* GIVEN REQUEST *
Copy the items from the start through the line containing "41 149 L 18", inclusive, with "text phrase" substituted for "noun phrase" and every other character kept as is.

* MATERIAL FOR THE TASK *

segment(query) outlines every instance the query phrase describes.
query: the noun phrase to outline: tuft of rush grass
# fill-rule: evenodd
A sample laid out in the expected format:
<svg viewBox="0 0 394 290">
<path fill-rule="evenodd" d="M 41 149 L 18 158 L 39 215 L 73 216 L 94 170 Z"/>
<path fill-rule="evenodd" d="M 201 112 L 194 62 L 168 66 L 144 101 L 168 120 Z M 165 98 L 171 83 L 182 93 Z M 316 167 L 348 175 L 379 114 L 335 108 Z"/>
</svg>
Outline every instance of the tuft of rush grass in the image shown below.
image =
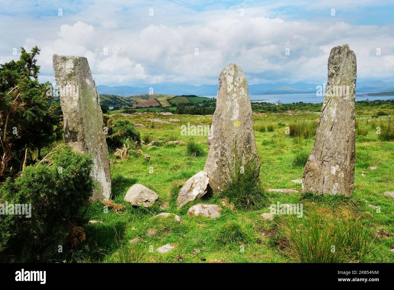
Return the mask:
<svg viewBox="0 0 394 290">
<path fill-rule="evenodd" d="M 253 129 L 257 132 L 264 132 L 267 131 L 267 128 L 264 124 L 259 123 L 255 124 L 253 126 Z"/>
<path fill-rule="evenodd" d="M 392 105 L 391 105 L 392 107 Z M 356 112 L 357 119 L 360 121 L 361 125 L 365 125 L 363 120 L 368 118 L 368 126 L 373 125 L 373 122 L 376 121 L 376 125 L 371 129 L 367 136 L 359 137 L 356 140 L 356 153 L 364 152 L 369 156 L 363 156 L 369 159 L 373 165 L 377 165 L 377 169 L 374 170 L 366 170 L 359 167 L 356 163 L 355 174 L 354 193 L 351 199 L 359 199 L 362 200 L 360 213 L 349 215 L 352 219 L 355 220 L 358 215 L 361 215 L 359 220 L 360 223 L 368 225 L 373 234 L 381 229 L 387 230 L 390 236 L 377 237 L 372 241 L 372 249 L 373 251 L 366 255 L 365 260 L 368 263 L 393 263 L 394 255 L 390 251 L 390 246 L 394 245 L 394 203 L 389 198 L 382 194 L 387 191 L 394 190 L 393 184 L 390 181 L 394 180 L 394 142 L 381 142 L 375 136 L 376 127 L 379 127 L 379 120 L 372 118 L 371 115 L 374 112 L 370 111 L 374 110 L 374 107 L 364 106 L 363 112 Z M 394 110 L 393 110 L 394 113 Z M 316 120 L 318 113 L 311 112 L 301 112 L 302 114 L 288 116 L 286 113 L 277 113 L 268 114 L 268 116 L 254 115 L 253 121 L 266 124 L 272 123 L 277 125 L 280 122 L 288 126 L 291 123 L 298 122 L 303 120 L 312 121 Z M 147 117 L 149 116 L 150 113 Z M 151 116 L 154 116 L 153 114 Z M 140 115 L 123 116 L 118 115 L 113 118 L 115 120 L 127 119 L 135 123 L 140 123 L 145 125 L 144 127 L 138 129 L 142 136 L 144 134 L 150 134 L 156 137 L 157 140 L 164 140 L 169 132 L 173 131 L 177 134 L 178 139 L 187 142 L 190 138 L 180 135 L 179 124 L 175 122 L 170 124 L 155 124 L 154 128 L 149 127 L 151 123 L 140 118 Z M 167 120 L 169 118 L 177 118 L 187 123 L 212 123 L 212 116 L 196 116 L 188 114 L 175 115 L 175 116 L 161 116 L 160 118 Z M 381 117 L 387 122 L 388 118 Z M 371 123 L 370 124 L 370 123 Z M 301 184 L 295 184 L 291 182 L 292 179 L 301 178 L 303 168 L 294 167 L 292 162 L 297 152 L 300 150 L 310 151 L 313 146 L 313 137 L 309 139 L 301 137 L 303 147 L 295 144 L 295 138 L 284 138 L 284 146 L 280 154 L 278 153 L 278 145 L 271 143 L 271 138 L 278 134 L 283 128 L 274 132 L 256 133 L 256 145 L 258 155 L 261 158 L 260 179 L 264 187 L 270 188 L 289 188 L 301 191 Z M 373 131 L 374 134 L 372 131 Z M 282 133 L 282 132 L 281 132 Z M 282 134 L 284 135 L 284 133 Z M 374 137 L 366 140 L 370 137 Z M 206 151 L 206 136 L 194 136 L 193 138 L 196 142 L 201 142 Z M 368 144 L 364 144 L 368 142 Z M 128 158 L 123 162 L 119 161 L 113 157 L 112 152 L 110 152 L 110 158 L 115 160 L 110 165 L 112 177 L 113 199 L 117 204 L 125 205 L 126 208 L 122 211 L 124 215 L 119 215 L 113 210 L 109 210 L 104 212 L 102 204 L 100 202 L 88 204 L 84 207 L 81 215 L 86 223 L 83 226 L 86 239 L 83 244 L 77 247 L 66 249 L 63 247 L 63 253 L 59 253 L 58 258 L 52 262 L 62 262 L 66 260 L 67 263 L 100 263 L 118 262 L 119 262 L 119 235 L 121 233 L 122 245 L 129 244 L 130 240 L 137 236 L 141 241 L 137 244 L 132 244 L 132 251 L 139 251 L 141 249 L 142 257 L 139 260 L 144 262 L 166 263 L 203 263 L 200 259 L 203 257 L 207 262 L 217 261 L 223 258 L 225 263 L 277 263 L 288 261 L 289 258 L 285 251 L 278 250 L 278 248 L 284 249 L 289 247 L 286 237 L 277 233 L 277 231 L 271 228 L 275 223 L 282 221 L 283 215 L 276 217 L 273 221 L 263 221 L 259 214 L 268 210 L 264 207 L 259 208 L 261 211 L 250 211 L 247 209 L 237 209 L 231 210 L 229 207 L 223 206 L 220 199 L 223 198 L 218 196 L 204 198 L 204 200 L 196 200 L 191 202 L 180 208 L 178 209 L 176 200 L 179 189 L 185 182 L 197 172 L 203 170 L 206 161 L 206 156 L 199 158 L 190 158 L 185 153 L 186 144 L 167 147 L 154 147 L 147 152 L 151 157 L 149 162 L 144 161 L 143 156 L 141 154 L 136 158 Z M 41 152 L 43 154 L 43 152 Z M 153 173 L 151 173 L 150 167 L 153 168 Z M 363 171 L 365 176 L 362 176 Z M 123 200 L 123 198 L 130 187 L 138 183 L 143 185 L 156 193 L 159 198 L 154 205 L 149 208 L 140 208 L 132 206 Z M 303 204 L 304 217 L 307 220 L 307 213 L 314 204 L 318 210 L 327 215 L 336 215 L 345 212 L 347 205 L 351 205 L 353 201 L 345 199 L 344 196 L 327 196 L 321 201 L 319 196 L 313 199 L 314 204 L 307 199 L 299 200 L 297 195 L 271 195 L 267 193 L 269 197 L 275 197 L 275 200 L 270 201 L 275 203 L 277 201 L 290 204 L 302 202 Z M 327 198 L 326 200 L 326 198 Z M 381 207 L 381 211 L 377 211 L 368 206 L 364 200 L 368 202 L 368 204 Z M 218 218 L 211 219 L 200 217 L 187 216 L 186 213 L 190 206 L 203 202 L 220 205 L 223 208 L 221 216 Z M 167 205 L 169 208 L 163 209 L 160 207 Z M 269 206 L 267 205 L 267 206 Z M 349 205 L 349 207 L 351 206 Z M 152 219 L 153 216 L 160 213 L 165 212 L 177 214 L 183 219 L 184 226 L 174 227 L 171 225 L 171 219 L 163 220 L 164 223 Z M 346 214 L 346 212 L 344 212 Z M 302 218 L 304 218 L 304 217 Z M 89 223 L 89 220 L 99 221 L 101 223 Z M 240 253 L 239 246 L 236 247 L 232 243 L 220 244 L 216 240 L 219 233 L 219 229 L 223 225 L 232 221 L 236 221 L 244 230 L 245 232 L 253 239 L 258 237 L 261 243 L 254 241 L 245 245 L 245 251 Z M 256 221 L 257 221 L 257 222 Z M 326 222 L 329 223 L 329 221 Z M 168 224 L 167 224 L 167 223 Z M 149 225 L 148 225 L 149 224 Z M 289 224 L 290 225 L 290 224 Z M 278 224 L 276 228 L 281 230 L 281 224 Z M 163 227 L 165 227 L 164 229 Z M 147 231 L 151 228 L 158 230 L 158 235 L 152 237 L 146 237 Z M 126 230 L 127 229 L 127 231 Z M 292 229 L 295 230 L 296 228 Z M 276 243 L 271 242 L 277 239 Z M 146 242 L 145 242 L 145 241 Z M 170 243 L 175 248 L 170 252 L 160 254 L 156 249 L 159 247 Z M 272 246 L 271 245 L 272 244 Z M 150 246 L 153 246 L 153 252 L 150 251 Z M 134 248 L 135 246 L 136 248 Z M 204 249 L 203 249 L 204 248 Z M 201 252 L 193 254 L 194 249 L 199 249 Z M 128 249 L 125 249 L 124 253 Z M 125 256 L 126 255 L 124 255 Z M 127 261 L 126 258 L 122 258 Z M 128 260 L 135 258 L 131 257 Z M 290 260 L 296 261 L 292 258 Z M 355 261 L 355 260 L 354 260 Z"/>
<path fill-rule="evenodd" d="M 232 243 L 239 245 L 249 242 L 250 238 L 238 223 L 230 221 L 225 223 L 220 227 L 216 240 L 221 245 Z"/>
<path fill-rule="evenodd" d="M 275 129 L 275 125 L 273 124 L 270 123 L 268 124 L 267 125 L 267 132 L 273 132 L 273 130 Z"/>
<path fill-rule="evenodd" d="M 356 129 L 356 134 L 359 136 L 366 136 L 369 132 L 369 129 L 364 127 L 358 126 Z"/>
<path fill-rule="evenodd" d="M 292 137 L 302 137 L 309 139 L 316 134 L 317 127 L 318 122 L 316 121 L 291 123 L 289 124 L 289 135 Z"/>
<path fill-rule="evenodd" d="M 145 142 L 145 144 L 148 145 L 153 140 L 153 135 L 151 134 L 145 133 L 142 135 L 141 139 L 142 141 Z"/>
<path fill-rule="evenodd" d="M 221 195 L 238 208 L 259 208 L 266 199 L 259 177 L 260 157 L 253 153 L 244 154 L 244 150 L 238 149 L 236 140 L 232 151 L 232 158 L 227 160 L 228 170 L 223 170 Z"/>
<path fill-rule="evenodd" d="M 381 141 L 392 141 L 394 140 L 394 126 L 391 123 L 391 117 L 388 118 L 387 123 L 381 121 L 379 124 L 380 134 L 377 137 Z"/>
<path fill-rule="evenodd" d="M 296 155 L 293 159 L 292 165 L 295 167 L 303 167 L 307 164 L 308 158 L 309 157 L 309 151 L 304 150 L 300 151 Z"/>
<path fill-rule="evenodd" d="M 290 215 L 284 223 L 284 252 L 297 262 L 363 262 L 372 243 L 370 231 L 358 219 L 324 216 L 316 208 L 307 219 Z"/>
<path fill-rule="evenodd" d="M 203 156 L 205 155 L 204 150 L 201 144 L 191 139 L 188 141 L 186 144 L 186 154 L 188 156 L 194 157 Z"/>
</svg>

* RESULT OF THIS TASK *
segment(query) outlines every instance the query phrase describes.
query: the text phrase to outline: tuft of rush grass
# fill-rule: evenodd
A sample laid out in the expected format:
<svg viewBox="0 0 394 290">
<path fill-rule="evenodd" d="M 41 149 L 18 158 L 39 215 L 73 216 L 94 170 Z"/>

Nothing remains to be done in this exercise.